_Excerpted records:_
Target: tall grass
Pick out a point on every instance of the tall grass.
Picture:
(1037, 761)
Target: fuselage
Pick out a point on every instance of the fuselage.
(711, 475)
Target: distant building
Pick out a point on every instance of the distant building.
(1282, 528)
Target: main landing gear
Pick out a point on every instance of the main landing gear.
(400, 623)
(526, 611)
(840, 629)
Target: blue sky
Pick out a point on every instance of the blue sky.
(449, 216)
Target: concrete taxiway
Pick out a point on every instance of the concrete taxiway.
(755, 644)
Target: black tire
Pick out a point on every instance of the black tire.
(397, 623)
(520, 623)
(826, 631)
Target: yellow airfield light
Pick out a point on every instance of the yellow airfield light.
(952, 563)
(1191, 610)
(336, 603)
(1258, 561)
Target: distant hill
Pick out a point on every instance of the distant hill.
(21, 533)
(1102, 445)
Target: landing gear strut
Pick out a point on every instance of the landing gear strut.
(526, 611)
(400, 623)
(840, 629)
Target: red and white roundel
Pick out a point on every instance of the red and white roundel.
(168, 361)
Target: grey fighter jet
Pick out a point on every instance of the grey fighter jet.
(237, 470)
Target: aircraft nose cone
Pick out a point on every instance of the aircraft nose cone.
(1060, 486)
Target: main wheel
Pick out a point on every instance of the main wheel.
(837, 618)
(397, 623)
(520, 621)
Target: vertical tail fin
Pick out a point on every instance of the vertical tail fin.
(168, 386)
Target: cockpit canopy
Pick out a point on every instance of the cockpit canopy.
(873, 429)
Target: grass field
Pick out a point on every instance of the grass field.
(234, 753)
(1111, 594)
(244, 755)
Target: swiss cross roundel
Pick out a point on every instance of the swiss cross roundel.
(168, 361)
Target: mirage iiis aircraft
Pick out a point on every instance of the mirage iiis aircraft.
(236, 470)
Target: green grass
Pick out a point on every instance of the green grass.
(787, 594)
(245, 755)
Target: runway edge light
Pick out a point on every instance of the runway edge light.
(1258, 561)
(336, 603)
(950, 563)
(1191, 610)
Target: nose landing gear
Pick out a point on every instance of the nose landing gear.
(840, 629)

_What you have to do:_ Rewrite every line of the material above, requests included, scaling each point coordinate in the answers by 1.15 and rounding to whole numbers, with halves rounded up.

_Output of the task:_
Target: tall grass
Pick out a point on every instance of the tall grass.
Picture:
(1193, 875)
Target: fuselage
Pick out a point on every instance of the fuselage.
(818, 546)
Target: distant building
Pick out a point on every instance of the distant building.
(1474, 607)
Target: main landing gear
Pick out a point on every instance of the main landing gear.
(460, 716)
(605, 703)
(966, 723)
Target: blue sky
Pick out a point on every instance of the blue sky.
(516, 248)
Target: concrete taxiway
Pick out a point on every instance of the concrete taxiway.
(868, 741)
Target: black tire
Pick out a point on every instance of the black tire.
(457, 716)
(598, 716)
(950, 726)
Target: yellow airfield light
Pick out a point on every instance of the yellow airfield light.
(1095, 647)
(1370, 702)
(386, 693)
(1447, 645)
Target: distant hill
Pick out a point on every instance of the distant hill.
(24, 613)
(1267, 512)
Target: landing gear strut
Pick out a point on every instance of the landing gear strut.
(605, 703)
(460, 716)
(966, 723)
Target: red and white roundel
Pick out a point on every instance of the red and white roundel.
(193, 415)
Target: grey fighter jet
Pick out a point on every instance of the grey fighter jet.
(273, 541)
Target: aircraft nose cone
Pick out a point on every instance of the aircraft nose cone.
(1219, 559)
Target: main wheel
Pick out a point on every instance of the main wheel.
(963, 711)
(457, 716)
(598, 714)
Target: vertical tail fin
Pick out a point on every instance of the vertical tail fin.
(193, 444)
Target: cockpit canopy
Pick out a point on every instance of the cockpit canopy.
(1004, 493)
Target: grass field
Pick out a point on every instance of the grass field.
(269, 866)
(1278, 683)
(281, 868)
Target: swiss cross roundel
Pick out a point on every instance of the swiss cross roundel.
(193, 415)
Target: mirage iiis aircraft
Pick out a point on every instance of the mirage iiis aircraft.
(271, 541)
Target: green grass
Pick out a point on every instance of the green grass.
(905, 683)
(282, 868)
Target: runway edge light
Pick out a point on every instance of the runway edge light.
(1447, 645)
(386, 693)
(1093, 647)
(1370, 702)
Target: nose landing gear
Pick out a point on every instance of the nose landing gear.
(966, 723)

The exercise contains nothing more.